■ SET EXERCISE
Reproduce each of the following lines verbatim, with no changes.

══ EXTRACTED INFORMATION ══

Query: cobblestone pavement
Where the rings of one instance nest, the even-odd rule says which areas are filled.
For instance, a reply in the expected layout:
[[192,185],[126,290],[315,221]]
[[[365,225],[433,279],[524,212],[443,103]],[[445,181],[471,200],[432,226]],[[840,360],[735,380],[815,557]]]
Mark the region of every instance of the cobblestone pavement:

═══

■ REPLY
Query: cobblestone pavement
Where the rings of one instance nest, the even-odd rule says which areas are filled.
For instance, a reply in the expected layout:
[[192,185],[126,290],[315,221]]
[[[365,225],[433,279],[524,212],[443,103]],[[445,181],[471,200],[432,226]],[[840,360],[735,380],[815,557]]]
Mark the region of every instance of the cobblestone pavement:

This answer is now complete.